#### YOUR TASK:
From the listing below, pick out and copy every line that contains the word "returned".
┌────────
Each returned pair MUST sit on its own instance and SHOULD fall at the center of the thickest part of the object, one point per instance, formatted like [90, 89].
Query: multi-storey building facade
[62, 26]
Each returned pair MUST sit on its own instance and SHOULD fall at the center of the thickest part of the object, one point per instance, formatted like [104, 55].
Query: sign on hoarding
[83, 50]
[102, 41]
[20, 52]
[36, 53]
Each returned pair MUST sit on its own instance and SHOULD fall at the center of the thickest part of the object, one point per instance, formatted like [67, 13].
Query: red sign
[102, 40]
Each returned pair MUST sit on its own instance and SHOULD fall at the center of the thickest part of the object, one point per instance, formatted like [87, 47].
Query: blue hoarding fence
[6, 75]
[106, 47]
└────────
┌────────
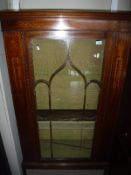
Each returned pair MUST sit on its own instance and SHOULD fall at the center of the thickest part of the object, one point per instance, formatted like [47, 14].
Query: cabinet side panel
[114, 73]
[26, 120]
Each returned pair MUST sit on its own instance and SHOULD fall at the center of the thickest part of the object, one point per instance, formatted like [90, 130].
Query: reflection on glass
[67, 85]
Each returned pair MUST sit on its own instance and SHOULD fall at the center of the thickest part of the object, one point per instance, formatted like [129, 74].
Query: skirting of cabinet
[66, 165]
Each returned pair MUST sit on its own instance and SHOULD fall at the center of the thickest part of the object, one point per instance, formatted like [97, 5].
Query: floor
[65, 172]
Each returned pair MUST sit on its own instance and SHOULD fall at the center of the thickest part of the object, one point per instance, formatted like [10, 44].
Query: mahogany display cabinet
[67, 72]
└────────
#### SOLUTION:
Each returned pair MUST sit on its own instance and SHOULD fall at the center of the thickest part of the object, one point per instance, formatted like [90, 89].
Each returned pair MUST sit on its own instance and SHOULD fall at the center of the thickest part of the object, one point per instance, formatted like [104, 55].
Each returned pair MUST sit on its own instance and SHOULD fall at the center of the thickest part of the object, one point per instance, formatted like [67, 13].
Each returned pair MUST sit on its own instance and SHOULD fall at the center of the thickest part of the object, one point per instance, formatted like [87, 47].
Each returned pair MUST sit on its own instance and SHOULD fall at the center of the thickest part of the object, one point per instance, formatted like [47, 14].
Each returned pair MUST sit on its own instance and SHOULD fall at the center of the thickest part of the object, one point per instance, formatted like [90, 130].
Each returned pair MUST sit on its own instance and SHOULD fall at the center of the thickest part of the object, one point per instance, formatted like [129, 74].
Each returned pair MUST sit on its own instance and SHOULD fall at the center of the thickest part of the object, one point per instance, formatted like [97, 5].
Each returned pair MUST sit on its own instance and SHOULD fall at the center of the thickest part of the object, one point per instance, formatted like [10, 44].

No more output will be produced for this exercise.